(Beginning of Records)

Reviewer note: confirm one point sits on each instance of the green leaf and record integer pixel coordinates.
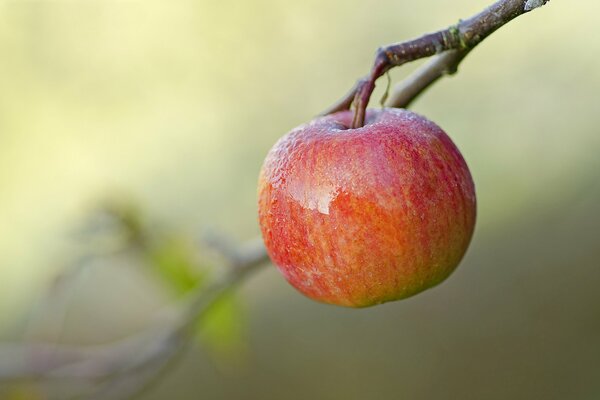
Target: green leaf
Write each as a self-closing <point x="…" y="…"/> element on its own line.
<point x="174" y="262"/>
<point x="221" y="329"/>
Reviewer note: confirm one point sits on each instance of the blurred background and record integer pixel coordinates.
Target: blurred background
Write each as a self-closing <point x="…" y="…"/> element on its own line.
<point x="173" y="106"/>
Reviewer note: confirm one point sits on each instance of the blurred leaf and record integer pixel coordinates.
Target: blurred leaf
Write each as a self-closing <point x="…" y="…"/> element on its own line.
<point x="174" y="261"/>
<point x="221" y="329"/>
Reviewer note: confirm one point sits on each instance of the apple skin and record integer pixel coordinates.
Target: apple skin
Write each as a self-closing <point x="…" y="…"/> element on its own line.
<point x="358" y="217"/>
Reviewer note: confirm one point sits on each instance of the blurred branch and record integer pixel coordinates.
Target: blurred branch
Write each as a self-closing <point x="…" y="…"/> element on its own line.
<point x="123" y="366"/>
<point x="459" y="39"/>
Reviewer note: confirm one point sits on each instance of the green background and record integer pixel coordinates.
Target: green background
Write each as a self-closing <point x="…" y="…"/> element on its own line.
<point x="175" y="104"/>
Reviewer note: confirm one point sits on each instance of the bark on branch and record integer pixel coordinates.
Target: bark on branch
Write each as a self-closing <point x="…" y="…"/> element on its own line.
<point x="460" y="39"/>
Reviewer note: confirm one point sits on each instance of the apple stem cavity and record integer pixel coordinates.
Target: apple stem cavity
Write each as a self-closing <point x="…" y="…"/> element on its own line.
<point x="449" y="46"/>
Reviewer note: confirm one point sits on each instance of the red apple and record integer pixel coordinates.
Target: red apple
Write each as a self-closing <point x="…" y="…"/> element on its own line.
<point x="358" y="217"/>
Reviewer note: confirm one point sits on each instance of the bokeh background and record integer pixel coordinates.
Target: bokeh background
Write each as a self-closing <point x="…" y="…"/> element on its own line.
<point x="174" y="105"/>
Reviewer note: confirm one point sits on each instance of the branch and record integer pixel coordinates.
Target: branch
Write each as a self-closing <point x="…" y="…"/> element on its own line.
<point x="123" y="366"/>
<point x="460" y="38"/>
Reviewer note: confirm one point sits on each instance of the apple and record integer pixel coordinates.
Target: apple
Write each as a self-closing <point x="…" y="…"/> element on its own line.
<point x="358" y="217"/>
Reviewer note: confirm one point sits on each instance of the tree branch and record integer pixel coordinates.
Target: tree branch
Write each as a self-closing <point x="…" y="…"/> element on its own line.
<point x="461" y="37"/>
<point x="124" y="364"/>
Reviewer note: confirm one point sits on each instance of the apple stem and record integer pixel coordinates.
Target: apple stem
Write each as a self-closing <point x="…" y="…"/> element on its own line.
<point x="450" y="46"/>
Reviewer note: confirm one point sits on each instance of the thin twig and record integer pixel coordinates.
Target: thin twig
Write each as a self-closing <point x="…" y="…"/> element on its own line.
<point x="120" y="361"/>
<point x="463" y="37"/>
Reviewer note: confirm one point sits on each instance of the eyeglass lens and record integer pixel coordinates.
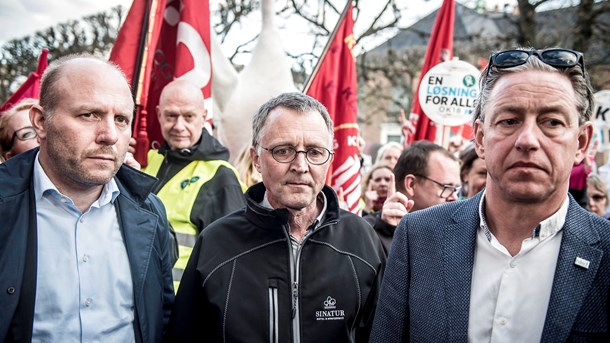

(End of Records)

*Work request*. Leave out the pictures and print each record exactly as it stands.

*Task output*.
Reviewer note: confirm one point sits on each instance of the green leaf and record integer pixel coordinates.
Target: green leaf
Write each as a self-closing <point x="…" y="…"/> element on its own line.
<point x="174" y="262"/>
<point x="221" y="329"/>
Reviewer note: confirm one point sits on each instance of the blurred background and record integer pixel coordinates.
Target: blurred background
Write each as a self-closing <point x="…" y="…"/> element on its own line.
<point x="173" y="106"/>
Reviewer note: confirm one point sits on each instance of the blurred leaf and record integer pixel coordinates.
Target: blurred leaf
Write each as a self-closing <point x="…" y="…"/> element on its own line.
<point x="174" y="261"/>
<point x="221" y="329"/>
Reviewer note: confirm one point sits on each instance of the apple skin and record integer pixel coordinates.
Target: apple skin
Write each as a self-closing <point x="…" y="…"/> element on its own line.
<point x="358" y="217"/>
Reviewer note: confirm one point sits on each instance of the blurred branch and record integer pixel coordinates.
Target: blurred branch
Write each as a self-closing <point x="…" y="…"/> element on its own line.
<point x="123" y="366"/>
<point x="459" y="39"/>
Reviewer note: confirm one point sits on each instance of the green background and record integer pixel coordinates.
Target: green background
Write each as a self-closing <point x="…" y="…"/> element on its own line.
<point x="175" y="104"/>
Reviewer note: confirm one point sits on each instance of the bark on branch and record integer pixel coordinates.
Target: bark on branch
Write each as a self-closing <point x="…" y="…"/> element on its own line.
<point x="460" y="39"/>
Reviewer note: confirm one point sits on each instance of the apple stem cavity and record integer pixel coordinates.
Target: apple stem cavity
Write each as a self-closing <point x="…" y="…"/> element on its own line.
<point x="449" y="46"/>
Reviewer note: confirm one point sits on each instance of the red apple and record integer pixel coordinates.
Target: red apple
Write each as a self-closing <point x="…" y="…"/> element on its own line.
<point x="358" y="217"/>
Reviewer note: confirm one point sits on each instance of the bokeh background and record integer pixel coordinates.
Target: bokeh background
Write each as a self-closing <point x="…" y="…"/> element on its own line.
<point x="174" y="105"/>
Reviewer note: confirm one point sits on each instance of the branch and record integer pixel coordinates.
Target: branch
Write each as a self-closing <point x="…" y="…"/> element on its own line.
<point x="123" y="366"/>
<point x="460" y="38"/>
Reviewer note: confirm one point sits on each instance of the apple and record integer pixel coordinates.
Target: apple
Write each as a self-closing <point x="…" y="…"/> element on its own line.
<point x="358" y="217"/>
Reviewer note: confirm one point sits on each instance of the tree branch and record integer pixel coordinates.
Target: tree branch
Write each as a self-closing <point x="…" y="…"/> element on its own line.
<point x="461" y="37"/>
<point x="124" y="364"/>
Reviewer note: confirm one point sits on each instance of the apple stem and record integer pixel coordinates.
Target: apple stem
Write each as a self-closing <point x="…" y="…"/> element on its own line.
<point x="450" y="46"/>
Reviewer note: confirm one point sits on each instance of the thin twig and record integer pixel coordinates.
Target: thin twig
Write each as a self-closing <point x="…" y="…"/> element on its own line.
<point x="120" y="361"/>
<point x="463" y="37"/>
Reviewer note: confirm one point sits on each instance of the eyeglass lens and record integer pixel coordinates.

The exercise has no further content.